• Work instructions:
Can you transcribe every line exactly and leave the pictures behind?

• Records from a point labeling set:
+++++

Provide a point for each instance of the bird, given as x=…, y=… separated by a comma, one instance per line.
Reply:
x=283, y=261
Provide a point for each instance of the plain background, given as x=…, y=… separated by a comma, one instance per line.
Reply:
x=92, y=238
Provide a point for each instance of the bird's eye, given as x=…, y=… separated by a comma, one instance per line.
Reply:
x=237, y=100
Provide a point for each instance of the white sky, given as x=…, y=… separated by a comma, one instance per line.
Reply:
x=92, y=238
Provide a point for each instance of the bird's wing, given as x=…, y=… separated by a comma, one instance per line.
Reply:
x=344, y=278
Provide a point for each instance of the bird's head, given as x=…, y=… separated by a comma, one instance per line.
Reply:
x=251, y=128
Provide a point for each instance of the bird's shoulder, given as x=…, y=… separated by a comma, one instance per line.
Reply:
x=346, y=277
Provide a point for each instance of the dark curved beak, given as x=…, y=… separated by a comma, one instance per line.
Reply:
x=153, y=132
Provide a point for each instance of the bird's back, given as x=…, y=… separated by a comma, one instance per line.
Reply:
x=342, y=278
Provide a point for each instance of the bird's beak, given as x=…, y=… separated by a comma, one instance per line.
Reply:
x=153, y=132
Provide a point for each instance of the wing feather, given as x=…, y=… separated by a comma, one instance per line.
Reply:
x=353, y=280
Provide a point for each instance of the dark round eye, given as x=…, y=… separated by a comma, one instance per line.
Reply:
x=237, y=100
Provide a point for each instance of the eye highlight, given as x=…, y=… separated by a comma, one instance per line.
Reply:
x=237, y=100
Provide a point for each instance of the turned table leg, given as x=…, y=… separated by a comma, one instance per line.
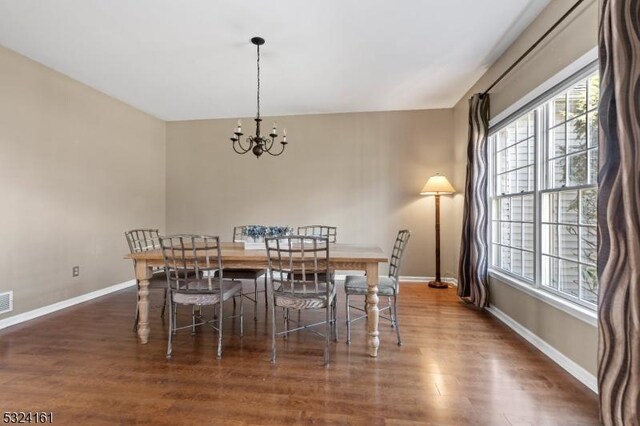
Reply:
x=143, y=275
x=372, y=309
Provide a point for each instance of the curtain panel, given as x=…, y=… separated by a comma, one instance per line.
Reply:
x=472, y=273
x=619, y=213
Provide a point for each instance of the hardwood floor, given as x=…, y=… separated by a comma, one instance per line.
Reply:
x=457, y=366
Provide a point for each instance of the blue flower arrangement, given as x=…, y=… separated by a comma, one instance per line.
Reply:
x=258, y=232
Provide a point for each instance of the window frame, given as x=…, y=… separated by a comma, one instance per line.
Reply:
x=541, y=106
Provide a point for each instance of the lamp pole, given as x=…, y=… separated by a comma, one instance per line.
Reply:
x=438, y=281
x=437, y=185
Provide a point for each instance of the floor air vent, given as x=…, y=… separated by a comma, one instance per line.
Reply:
x=6, y=302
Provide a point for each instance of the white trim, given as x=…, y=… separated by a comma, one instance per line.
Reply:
x=26, y=316
x=584, y=314
x=588, y=379
x=567, y=72
x=414, y=279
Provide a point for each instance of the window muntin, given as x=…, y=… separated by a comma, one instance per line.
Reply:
x=559, y=137
x=513, y=206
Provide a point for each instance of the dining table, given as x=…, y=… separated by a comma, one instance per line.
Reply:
x=342, y=257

+++++

• Task result:
Provide a point for each instance of the bird, given as x=…, y=… separated by a comma, one instance per line.
Reply:
x=283, y=261
Provide a point for each instance of the plain background, given as x=…, y=… separated by a comma, one instance per line.
Reply:
x=92, y=238
Provide a point for each instance of the bird's eye, given as x=…, y=… separated by a comma, one instance per line.
Reply:
x=237, y=100
Provide a point for each instance of the white sky, given as x=…, y=… separated by a comma, one instance per line.
Reply:
x=92, y=238
Provide a point for each instance of the bird's wing, given as x=…, y=… separated by a comma, one instance per line.
Reply:
x=344, y=278
Provide a point for each instance of the bird's head, given as x=…, y=… separated by a comma, one instance per line.
Reply:
x=251, y=128
Provide a point for each instance of the bird's shoulder, given as x=…, y=… separated by a comma, one instance per line.
Reply:
x=346, y=277
Provide a point for each instance of the dark curved beak, given as x=…, y=… separated by a comma, one instance per line.
Reply:
x=153, y=132
Provide a point for each instance of the bird's back, given as x=…, y=… separated by a comma, one instance per line.
Reply:
x=342, y=278
Provide a point for each instance of the bird's beak, given as x=…, y=… separated by a comma, one instance per line.
Reply:
x=153, y=132
Provide a point for each instance of the wing feather, given as x=…, y=… separated by a comma, one instance per line.
Reply:
x=353, y=280
Provide a point for each instance of the dark round eye, given as x=…, y=… separated by a comma, one instance per line.
Reply:
x=237, y=100
Provide a point for each instance of the eye highlight, given as x=…, y=… separated by a comma, one instance per line.
Reply:
x=237, y=100
Provide a point for each instance of the turned table leg, given as x=…, y=… separated by a comma, one instance per line.
Reply:
x=143, y=275
x=372, y=309
Provide a point for each instance of the curtain panel, given as x=…, y=… separated by a comma, one instance per line.
Reply:
x=472, y=273
x=619, y=213
Provide a point for each instance of the hardwood floor, given as x=…, y=… separated by a comma, one instance per line.
Reply:
x=457, y=366
Provide a point for each instance of the blue flower arrangement, given as x=…, y=… separated by a comma, one instance per line.
Reply:
x=258, y=232
Provide a point for each instance of the window frame, given as x=…, y=… separated by a comma, one instance per line.
Reply:
x=541, y=106
Provide a point for each instance of the lamp pole, given as x=…, y=… separated by a comma, one instance per line.
Reply:
x=438, y=281
x=437, y=185
Provide a point for each instance of the floor air vent, given as x=…, y=… separated by a comma, one instance per line.
Reply:
x=6, y=302
Provide a point for each instance of the white trim, given as x=…, y=… separated by a comma, one instance per line.
Reply:
x=26, y=316
x=584, y=314
x=588, y=379
x=567, y=72
x=414, y=279
Provide a point for each instance of the window muntin, given as x=…, y=… separated by a comma, one instance per line.
Reply:
x=559, y=137
x=513, y=206
Provide a point for each instance of the dining table, given as x=…, y=… separated by a comma, one instance per line.
Reply:
x=342, y=257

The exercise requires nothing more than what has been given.